Pull out every line of the material below that contains the word "uniform".

#### Material
◆ ◆ ◆ ◆ ◆ ◆ ◆

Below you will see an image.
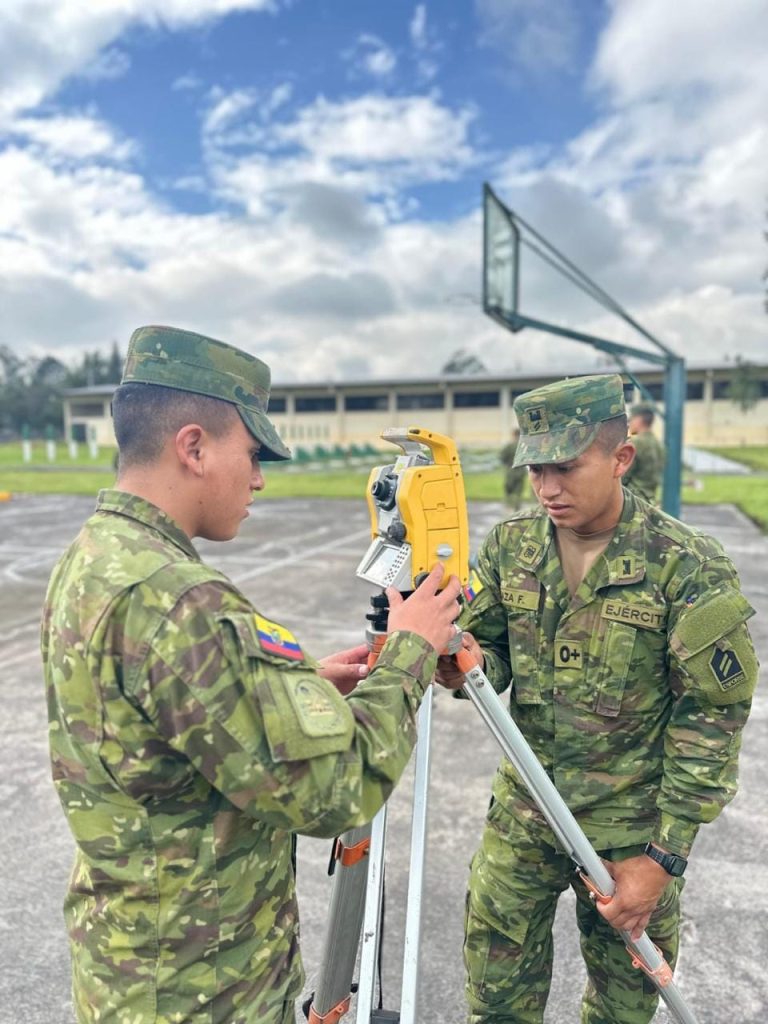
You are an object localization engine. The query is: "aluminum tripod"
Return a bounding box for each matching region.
[309,649,697,1024]
[307,675,432,1024]
[456,649,697,1024]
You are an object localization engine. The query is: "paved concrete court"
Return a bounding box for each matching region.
[0,498,768,1024]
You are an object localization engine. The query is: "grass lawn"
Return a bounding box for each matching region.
[682,474,768,534]
[0,441,768,532]
[706,444,768,473]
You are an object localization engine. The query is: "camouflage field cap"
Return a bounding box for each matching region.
[630,401,656,418]
[513,374,627,466]
[121,327,291,461]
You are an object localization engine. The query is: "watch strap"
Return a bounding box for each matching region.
[645,843,688,879]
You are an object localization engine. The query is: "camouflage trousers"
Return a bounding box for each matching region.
[464,804,682,1024]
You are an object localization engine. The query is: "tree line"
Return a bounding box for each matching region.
[0,342,123,438]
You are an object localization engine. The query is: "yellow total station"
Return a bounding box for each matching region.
[357,427,469,591]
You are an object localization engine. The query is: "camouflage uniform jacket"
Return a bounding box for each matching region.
[624,430,665,502]
[461,489,758,855]
[42,490,436,1024]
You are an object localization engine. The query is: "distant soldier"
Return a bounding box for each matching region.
[437,374,758,1024]
[499,430,528,509]
[42,327,459,1024]
[624,406,665,504]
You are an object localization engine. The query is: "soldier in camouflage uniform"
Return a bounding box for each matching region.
[42,327,459,1024]
[437,375,758,1024]
[624,406,666,504]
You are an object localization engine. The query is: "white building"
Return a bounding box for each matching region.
[62,365,768,449]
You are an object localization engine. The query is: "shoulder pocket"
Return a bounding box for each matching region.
[670,591,758,705]
[215,612,354,761]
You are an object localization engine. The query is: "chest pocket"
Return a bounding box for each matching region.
[502,577,542,703]
[582,598,667,718]
[590,622,637,718]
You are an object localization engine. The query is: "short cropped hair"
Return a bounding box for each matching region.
[630,406,655,427]
[112,382,238,472]
[594,413,629,455]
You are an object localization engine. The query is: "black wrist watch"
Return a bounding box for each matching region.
[645,843,688,879]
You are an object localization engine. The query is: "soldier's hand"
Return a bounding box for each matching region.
[317,643,368,696]
[434,633,485,690]
[597,853,671,939]
[387,562,461,651]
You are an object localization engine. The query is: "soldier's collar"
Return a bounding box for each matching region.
[96,488,200,561]
[515,510,553,572]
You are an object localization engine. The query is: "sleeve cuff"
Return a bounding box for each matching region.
[482,650,509,693]
[373,630,437,700]
[650,813,698,859]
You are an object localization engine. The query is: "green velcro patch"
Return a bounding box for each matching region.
[288,676,348,737]
[554,639,584,670]
[670,590,758,706]
[502,584,540,611]
[671,590,755,662]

◆ ◆ ◆ ◆ ◆ ◆ ◆

#### Response below
You are an object localization engine. The query is: "camouflage uniform jacket"
You are an object localization engine. The query is: "soldier in camouflage uniform"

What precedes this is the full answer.